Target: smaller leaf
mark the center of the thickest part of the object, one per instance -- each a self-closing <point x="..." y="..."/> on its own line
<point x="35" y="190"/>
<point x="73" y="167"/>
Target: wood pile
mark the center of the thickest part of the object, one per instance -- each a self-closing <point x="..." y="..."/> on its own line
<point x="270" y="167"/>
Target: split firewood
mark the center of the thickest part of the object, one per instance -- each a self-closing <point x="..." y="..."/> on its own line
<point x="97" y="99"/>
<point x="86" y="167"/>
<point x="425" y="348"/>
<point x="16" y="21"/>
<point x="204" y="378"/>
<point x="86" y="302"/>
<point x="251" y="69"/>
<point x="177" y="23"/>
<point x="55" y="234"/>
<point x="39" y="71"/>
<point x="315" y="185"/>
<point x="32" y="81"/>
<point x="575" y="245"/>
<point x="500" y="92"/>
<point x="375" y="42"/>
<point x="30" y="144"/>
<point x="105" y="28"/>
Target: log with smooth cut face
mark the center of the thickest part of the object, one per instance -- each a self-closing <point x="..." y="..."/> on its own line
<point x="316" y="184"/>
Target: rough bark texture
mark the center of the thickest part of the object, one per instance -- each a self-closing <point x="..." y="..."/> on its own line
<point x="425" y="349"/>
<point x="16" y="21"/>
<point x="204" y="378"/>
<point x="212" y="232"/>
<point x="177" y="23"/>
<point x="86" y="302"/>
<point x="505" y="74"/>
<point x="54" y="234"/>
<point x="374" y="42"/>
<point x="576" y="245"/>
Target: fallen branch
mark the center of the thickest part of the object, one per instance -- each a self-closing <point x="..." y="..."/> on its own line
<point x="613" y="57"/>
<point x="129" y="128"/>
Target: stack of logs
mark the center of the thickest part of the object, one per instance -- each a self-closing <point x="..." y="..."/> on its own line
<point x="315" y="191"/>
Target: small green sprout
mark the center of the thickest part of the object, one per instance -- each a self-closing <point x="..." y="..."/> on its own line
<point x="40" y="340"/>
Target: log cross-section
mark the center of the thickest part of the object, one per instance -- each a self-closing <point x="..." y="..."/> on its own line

▶ [WRITTEN REQUEST] Quote the listing above verbatim, from the line containing "Target: wood pile" through the end of the listing.

▶ [OUTPUT]
Target: wood pile
mark the center of the thickest part of the object, one per instance -- each a self-closing <point x="..." y="..."/> on its own line
<point x="270" y="167"/>
Target: split firewood
mark the center of the thickest part of the object, one per instance -- each a self-closing <point x="..." y="..."/> on its own line
<point x="97" y="99"/>
<point x="86" y="167"/>
<point x="425" y="348"/>
<point x="16" y="21"/>
<point x="204" y="378"/>
<point x="86" y="302"/>
<point x="251" y="69"/>
<point x="177" y="23"/>
<point x="55" y="234"/>
<point x="39" y="71"/>
<point x="315" y="185"/>
<point x="32" y="81"/>
<point x="575" y="245"/>
<point x="500" y="92"/>
<point x="375" y="42"/>
<point x="30" y="144"/>
<point x="105" y="28"/>
Target: log with smooth cut face
mark the center of the thickest part of the object, one per instance -- each a self-closing <point x="..." y="..."/> on its own line
<point x="316" y="184"/>
Target: rough bark texture
mark the center of the thickest part of the object, one per instance -- each a self-closing <point x="..." y="..."/> on its own line
<point x="425" y="349"/>
<point x="16" y="21"/>
<point x="204" y="378"/>
<point x="212" y="232"/>
<point x="177" y="23"/>
<point x="86" y="302"/>
<point x="505" y="74"/>
<point x="54" y="234"/>
<point x="374" y="42"/>
<point x="576" y="245"/>
Target: fallen branch
mark the center of the thickest part of the object, one per instance -- each a self-closing <point x="..." y="..."/> on its own line
<point x="613" y="57"/>
<point x="129" y="128"/>
Target: stack of logs
mark the center of the thickest part of the object, one per instance -- each a self-closing <point x="..." y="..."/> on its own line
<point x="315" y="191"/>
Target: small green sprout
mark the center of the thickest part of the object, one per instance -- each a self-closing <point x="..." y="..."/> on its own line
<point x="40" y="340"/>
Target: log cross-section
mark the center of the thickest part of the object, one per instance -- each a self-closing <point x="..." y="..."/> on its own line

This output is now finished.